* EXERCISE BRIEF
Omit the pictures, please, and give each record below again exactly.

* DATA ENTRIES
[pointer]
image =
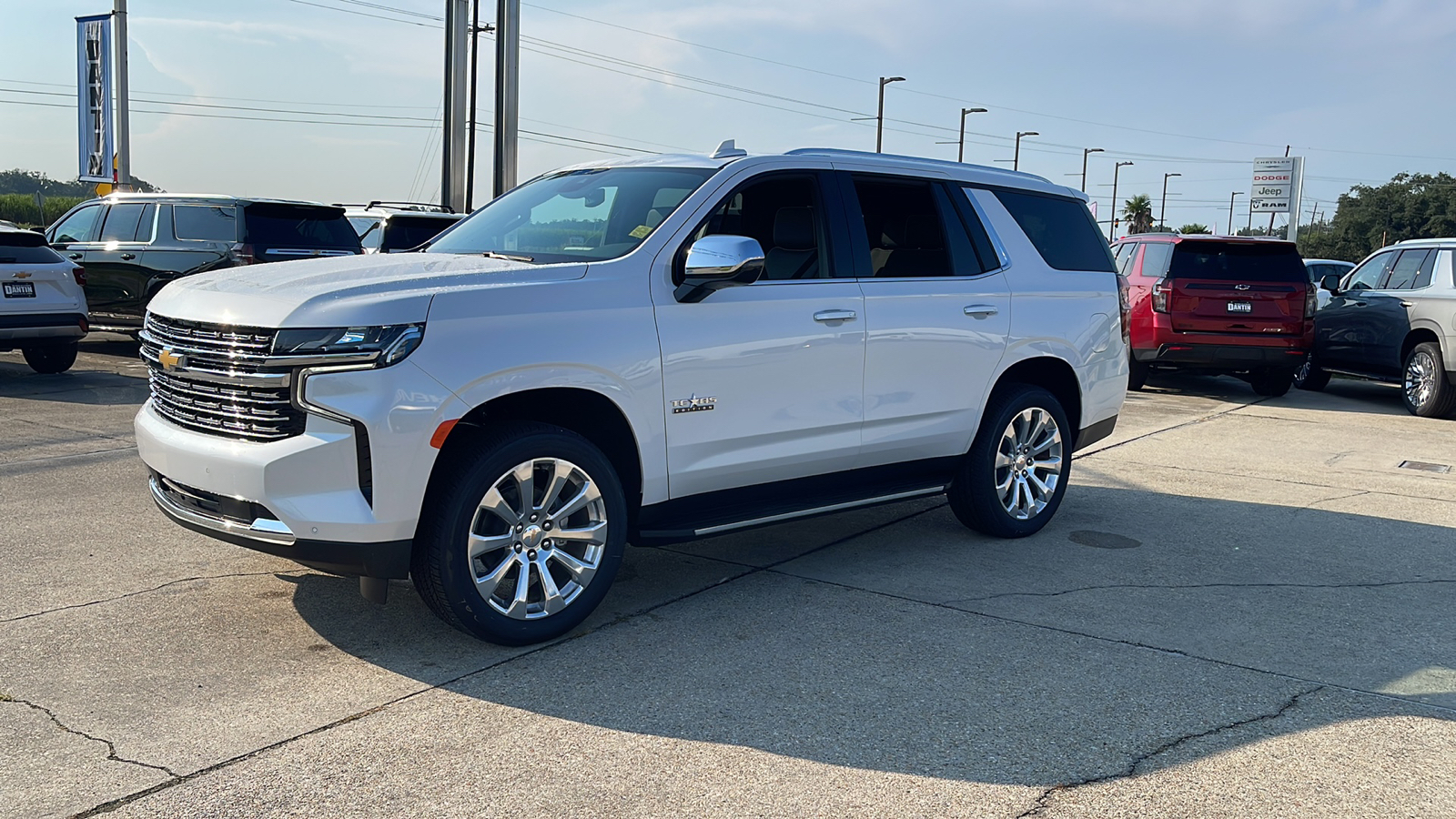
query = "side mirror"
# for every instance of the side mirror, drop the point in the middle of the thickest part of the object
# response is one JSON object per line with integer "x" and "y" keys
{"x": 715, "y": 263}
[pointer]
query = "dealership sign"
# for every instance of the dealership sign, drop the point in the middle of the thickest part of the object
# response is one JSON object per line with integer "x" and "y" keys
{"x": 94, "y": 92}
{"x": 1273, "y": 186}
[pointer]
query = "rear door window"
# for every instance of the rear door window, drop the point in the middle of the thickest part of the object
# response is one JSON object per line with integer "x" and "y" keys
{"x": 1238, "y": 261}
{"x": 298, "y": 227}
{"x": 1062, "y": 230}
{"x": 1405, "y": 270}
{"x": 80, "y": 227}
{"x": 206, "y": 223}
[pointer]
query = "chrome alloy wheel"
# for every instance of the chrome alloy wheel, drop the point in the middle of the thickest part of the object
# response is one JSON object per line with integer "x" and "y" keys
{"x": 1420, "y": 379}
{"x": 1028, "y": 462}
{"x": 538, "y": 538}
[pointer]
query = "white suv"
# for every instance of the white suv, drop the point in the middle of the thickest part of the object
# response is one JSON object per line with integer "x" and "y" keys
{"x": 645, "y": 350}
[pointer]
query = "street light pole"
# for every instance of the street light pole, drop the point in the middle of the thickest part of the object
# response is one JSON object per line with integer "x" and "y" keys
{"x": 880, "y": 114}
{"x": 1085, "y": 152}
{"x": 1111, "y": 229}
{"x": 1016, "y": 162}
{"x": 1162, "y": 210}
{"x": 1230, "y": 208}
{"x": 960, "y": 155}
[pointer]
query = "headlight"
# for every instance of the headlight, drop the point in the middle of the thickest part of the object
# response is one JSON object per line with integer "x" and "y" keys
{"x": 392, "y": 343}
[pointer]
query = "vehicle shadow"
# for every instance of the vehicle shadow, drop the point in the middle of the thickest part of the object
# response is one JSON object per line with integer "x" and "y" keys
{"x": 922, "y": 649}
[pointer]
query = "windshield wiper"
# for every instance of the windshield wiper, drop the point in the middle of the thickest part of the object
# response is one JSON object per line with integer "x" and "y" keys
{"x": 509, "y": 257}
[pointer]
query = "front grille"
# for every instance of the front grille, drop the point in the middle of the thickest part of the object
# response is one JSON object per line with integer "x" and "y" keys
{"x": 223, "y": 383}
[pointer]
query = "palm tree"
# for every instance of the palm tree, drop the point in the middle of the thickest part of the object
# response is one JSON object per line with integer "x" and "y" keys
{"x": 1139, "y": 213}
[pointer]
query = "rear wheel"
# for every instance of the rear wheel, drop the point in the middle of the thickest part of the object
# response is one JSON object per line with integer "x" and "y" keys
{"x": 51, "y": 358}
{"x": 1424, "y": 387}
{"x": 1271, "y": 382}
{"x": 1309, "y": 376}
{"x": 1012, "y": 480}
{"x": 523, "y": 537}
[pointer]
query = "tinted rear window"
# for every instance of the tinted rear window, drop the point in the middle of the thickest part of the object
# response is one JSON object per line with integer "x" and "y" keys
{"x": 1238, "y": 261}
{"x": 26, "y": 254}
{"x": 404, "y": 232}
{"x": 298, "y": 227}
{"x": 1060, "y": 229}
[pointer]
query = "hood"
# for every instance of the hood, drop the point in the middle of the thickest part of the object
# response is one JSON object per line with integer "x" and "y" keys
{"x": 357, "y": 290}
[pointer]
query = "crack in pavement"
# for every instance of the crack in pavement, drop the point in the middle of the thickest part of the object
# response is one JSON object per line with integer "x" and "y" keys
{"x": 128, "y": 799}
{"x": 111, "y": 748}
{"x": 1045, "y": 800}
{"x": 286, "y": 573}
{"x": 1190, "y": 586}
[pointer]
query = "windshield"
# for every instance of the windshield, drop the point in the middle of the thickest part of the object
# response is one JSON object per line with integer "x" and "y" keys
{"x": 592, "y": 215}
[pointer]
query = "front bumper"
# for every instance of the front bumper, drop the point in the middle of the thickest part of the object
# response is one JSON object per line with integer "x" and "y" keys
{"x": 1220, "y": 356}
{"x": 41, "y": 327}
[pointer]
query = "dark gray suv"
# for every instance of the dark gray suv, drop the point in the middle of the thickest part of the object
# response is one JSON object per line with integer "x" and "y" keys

* SOLUTION TO THIS EXERCISE
[pointer]
image =
query = "side mirror"
# for every instance of the side mirror, drop the point in the middle of the thickest part of the object
# response is one JSON object per line with integer "x" and "y" keys
{"x": 715, "y": 263}
[pointer]
query = "dealership sign"
# for every instance of the dealership sign, drop the point in the middle of the thickest part of the object
# response is one JSON object per line with integer "x" and "y" keys
{"x": 94, "y": 92}
{"x": 1273, "y": 186}
[pointer]
query = "rear door window"
# for every instance of the rear door window, drop the point in the middle of the thickest part of the object
# response is one JSON object per line with integer "x" and "y" keys
{"x": 1238, "y": 261}
{"x": 298, "y": 227}
{"x": 1062, "y": 230}
{"x": 1405, "y": 270}
{"x": 80, "y": 227}
{"x": 206, "y": 223}
[pointer]
query = "chrome alloy wheel"
# for every instance of the chrome alloy wheel, drop the point in the middle of the thickest part of the object
# response is one JSON object per line with integer "x" and "y" keys
{"x": 1420, "y": 379}
{"x": 1028, "y": 462}
{"x": 538, "y": 538}
[pointer]
query = "white suv"
# for every instance of the white suv, drop the point in the middle of the thickest part of the object
# response is one JSON object per line with integer "x" and "y" keys
{"x": 645, "y": 350}
[pointer]
query = "street light pole"
# for every instance of the street light pole, drop the point in the middle of the thickest part of the object
# response is one JSON object per line with integer "x" and "y" keys
{"x": 880, "y": 114}
{"x": 1085, "y": 152}
{"x": 1111, "y": 229}
{"x": 1016, "y": 162}
{"x": 1162, "y": 210}
{"x": 1230, "y": 208}
{"x": 960, "y": 155}
[pointer]
query = "headlight"
# for every instance of the headlight, drop the point in the middle of the thickest part of the object
# response is one JSON object per line with integer "x" and "y" keys
{"x": 392, "y": 343}
[pointer]
query = "vehicle shadow"
# for every instance of the vehicle shadow, drop the point in the middle of the thickest part of the object
# response is one JSON object per line with integer "x" and "y" keys
{"x": 922, "y": 649}
[pointer]
query = "windshield wiper"
# for every instance of the windshield wiper, drop the point in the middle of the thickest part of the object
# response is one JSON object per line with integer "x" and "y" keys
{"x": 509, "y": 257}
[pointer]
query = "front grille"
# for every instance of the front grille, drop the point in the middle of the thickest part of the object
# response is one JSON object per line with integer "x" and "y" keys
{"x": 223, "y": 383}
[pointer]
query = "palm tree"
# for every instance of the palm tree, drop the point in the middle of the thickest part of the object
# response is one JSON object per line with integer "x" and "y" keys
{"x": 1139, "y": 213}
[pointer]
query = "rear wheel"
# for every instance of the rear wheel, drop the point in the middle of the thickest part of the object
# response is one JSON object per line with integer "x" and "y" keys
{"x": 51, "y": 358}
{"x": 1424, "y": 387}
{"x": 1271, "y": 382}
{"x": 1309, "y": 376}
{"x": 1012, "y": 480}
{"x": 523, "y": 537}
[pointer]
query = "tinted rear window"
# for every instance of the tinted rear window, drop the point in the middle of the thickest part of the object
# response is one JSON object per line with integer "x" and "y" keys
{"x": 1238, "y": 261}
{"x": 26, "y": 254}
{"x": 404, "y": 232}
{"x": 298, "y": 227}
{"x": 1060, "y": 229}
[pointer]
query = "hood"
# for every instance of the hood, drop the point in the middle of the thickest part of the object
# response is one JSON object per line with integer "x" and "y" keys
{"x": 357, "y": 290}
[pointer]
query = "crack in pavement"
# for every instance of the crack in pavement, drop the point in the middle of the thickest part of the object
# response is one JSON object per line with integer "x" and "y" keys
{"x": 128, "y": 799}
{"x": 111, "y": 748}
{"x": 1045, "y": 800}
{"x": 286, "y": 573}
{"x": 1190, "y": 586}
[pointer]
query = "windshield"
# for every instance of the windshield, drop the point in the middle of the thickest part of the object
# response is one JSON object per line with integer "x" and "y" keys
{"x": 592, "y": 215}
[pointer]
query = "front bumper"
# for every instance of the front bumper, drop the point in the middle of the thickest part of the object
# response is one JSON object per line with integer "x" and "y" keys
{"x": 1220, "y": 356}
{"x": 41, "y": 327}
[pointer]
query = "dark gray suv"
# for every instance of the dark gray suv, drop the point in the middle of the thickest part of the object
# response is one JSON object per line with integer "x" and "y" keys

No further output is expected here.